*Instructions to follow*.
Copy every one of the lines below without any change.

-------- Input for this task

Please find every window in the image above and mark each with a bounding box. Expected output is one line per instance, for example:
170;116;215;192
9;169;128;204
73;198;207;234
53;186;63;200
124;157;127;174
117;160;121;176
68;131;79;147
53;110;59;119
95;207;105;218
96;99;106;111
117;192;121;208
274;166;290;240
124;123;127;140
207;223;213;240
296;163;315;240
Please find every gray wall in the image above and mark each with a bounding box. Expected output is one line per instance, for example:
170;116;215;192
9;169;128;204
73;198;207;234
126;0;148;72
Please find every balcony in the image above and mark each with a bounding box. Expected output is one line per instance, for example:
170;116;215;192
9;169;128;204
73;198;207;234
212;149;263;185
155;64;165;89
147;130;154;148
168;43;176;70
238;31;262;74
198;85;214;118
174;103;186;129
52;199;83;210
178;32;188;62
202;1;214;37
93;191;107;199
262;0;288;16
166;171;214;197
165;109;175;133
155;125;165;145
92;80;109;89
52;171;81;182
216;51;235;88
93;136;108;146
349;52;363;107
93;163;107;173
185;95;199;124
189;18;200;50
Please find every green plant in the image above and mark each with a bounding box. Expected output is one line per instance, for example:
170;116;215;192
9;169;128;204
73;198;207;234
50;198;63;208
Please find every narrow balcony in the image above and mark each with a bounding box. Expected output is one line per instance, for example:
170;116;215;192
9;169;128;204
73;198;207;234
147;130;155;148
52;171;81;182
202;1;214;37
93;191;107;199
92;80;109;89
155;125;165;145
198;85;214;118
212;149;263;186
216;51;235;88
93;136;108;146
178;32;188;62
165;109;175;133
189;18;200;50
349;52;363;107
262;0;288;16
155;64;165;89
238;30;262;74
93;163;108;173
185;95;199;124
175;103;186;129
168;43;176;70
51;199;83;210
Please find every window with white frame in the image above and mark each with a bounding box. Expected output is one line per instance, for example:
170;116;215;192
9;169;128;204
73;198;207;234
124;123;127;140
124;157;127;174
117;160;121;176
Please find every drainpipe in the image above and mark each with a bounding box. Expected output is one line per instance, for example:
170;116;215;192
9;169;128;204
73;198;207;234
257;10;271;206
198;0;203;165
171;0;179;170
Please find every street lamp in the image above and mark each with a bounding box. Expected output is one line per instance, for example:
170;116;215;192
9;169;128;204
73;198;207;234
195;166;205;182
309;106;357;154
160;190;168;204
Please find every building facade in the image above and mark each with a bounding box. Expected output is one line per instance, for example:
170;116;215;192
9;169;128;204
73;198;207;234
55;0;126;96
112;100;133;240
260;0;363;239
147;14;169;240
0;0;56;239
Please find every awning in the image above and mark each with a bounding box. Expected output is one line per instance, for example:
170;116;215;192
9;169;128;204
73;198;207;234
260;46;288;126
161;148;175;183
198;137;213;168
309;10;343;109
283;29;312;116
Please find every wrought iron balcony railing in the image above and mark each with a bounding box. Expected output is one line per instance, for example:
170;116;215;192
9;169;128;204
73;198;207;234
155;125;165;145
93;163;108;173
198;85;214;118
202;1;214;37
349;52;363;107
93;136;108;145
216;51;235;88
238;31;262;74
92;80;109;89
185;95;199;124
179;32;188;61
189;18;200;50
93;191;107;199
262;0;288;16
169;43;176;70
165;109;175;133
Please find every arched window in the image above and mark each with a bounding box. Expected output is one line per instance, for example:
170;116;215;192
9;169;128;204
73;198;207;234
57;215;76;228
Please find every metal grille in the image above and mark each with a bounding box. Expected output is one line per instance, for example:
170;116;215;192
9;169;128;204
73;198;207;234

----------------

*The solution*.
Please find every window in the image above and mark each with a bounding box. Expected output is one line per instance, for example:
170;116;215;192
9;169;128;204
73;198;207;234
53;186;63;200
124;157;127;174
117;160;121;176
68;131;79;147
53;110;59;119
95;207;105;218
96;99;106;111
117;192;121;208
274;166;290;240
124;123;127;140
207;223;213;240
296;163;315;240
Please find every gray wall in the image above and mark each with a bounding box. Expected output is one line per instance, for example:
170;116;215;192
9;169;128;204
73;198;207;234
126;0;148;72
Please find every balcony in the image above and mark each with a bounding box. Expected output is one line per instance, for example:
170;116;215;192
9;169;128;204
73;198;207;234
212;149;263;185
155;64;165;89
147;130;154;148
168;43;176;70
238;31;262;74
198;85;214;118
174;103;186;129
52;199;83;210
178;32;188;62
202;1;214;37
93;191;107;199
262;0;288;16
166;171;214;197
165;109;175;133
155;125;165;145
92;80;109;89
52;171;81;182
216;51;235;88
93;136;108;146
349;52;363;107
93;163;107;173
185;95;199;124
189;18;200;50
Please find every green plant in the image above and mark each with a bounding box. Expected output is one line per instance, for example:
170;116;215;192
9;169;128;204
73;198;207;234
50;198;63;208
Please find every narrow balcony in the image above and mark each with a bounding box. Expected output is one line per instance, for example:
170;116;215;192
9;169;128;204
73;198;207;234
147;130;155;148
52;171;81;182
202;1;214;37
93;191;107;199
92;80;109;89
155;125;165;145
198;85;214;118
212;149;263;186
216;51;235;88
93;136;108;146
178;32;188;62
165;109;175;133
189;18;200;50
349;52;363;107
262;0;288;16
155;64;165;89
238;30;262;74
93;163;108;173
185;95;199;124
175;103;186;129
168;43;176;70
51;199;83;210
Please find every window with white frame in the image above and mark each with a bounding box. Expected output is one line per instance, for example:
170;116;215;192
9;169;128;204
73;198;207;234
124;123;127;140
124;157;127;174
117;160;121;176
Please find every drainpipe in the image above and mark each with a bounding box. Expected output is one line per instance, for example:
170;116;215;192
9;169;128;204
73;198;207;234
257;10;271;206
198;0;203;165
171;0;179;170
Please find every street lamp in the image above and mark each with a bounding box. Expected output is one line per instance, for example:
170;116;215;192
9;169;128;204
73;198;207;234
195;166;205;182
309;106;357;154
160;190;168;204
Please find every building facade in the image above and mark each with a bounding box. Expected output is one line per instance, for example:
170;116;215;192
9;169;128;204
73;198;207;234
55;0;126;96
112;100;133;240
260;0;363;239
147;14;169;240
0;0;56;239
Please find every awning in the image above and mark each with a bounding box. Expected output is one line per instance, for example:
170;116;215;192
9;169;128;204
73;198;207;234
260;46;288;126
161;148;175;183
198;137;213;168
309;10;343;109
283;29;312;116
Please find every wrought iron balcony railing in the image above and mark each with a bounding box. Expected output is one line per instance, for example:
170;116;215;192
9;169;128;204
73;198;207;234
155;125;165;145
93;163;108;173
198;85;214;118
202;1;214;37
349;52;363;107
93;136;108;145
216;51;235;88
238;31;262;74
92;80;109;89
185;95;199;124
179;32;188;61
189;18;200;50
93;191;107;199
262;0;288;16
169;43;176;70
165;109;175;133
Please find every arched window in the image above and mark each with a bounding box. Expected output is one line per instance, for example:
170;116;215;192
9;169;128;204
73;198;207;234
57;215;76;228
Please find every metal grille in the image above and mark each with a bounding box. Expected output is one line per instance, for example:
170;116;215;192
9;169;128;204
73;198;207;234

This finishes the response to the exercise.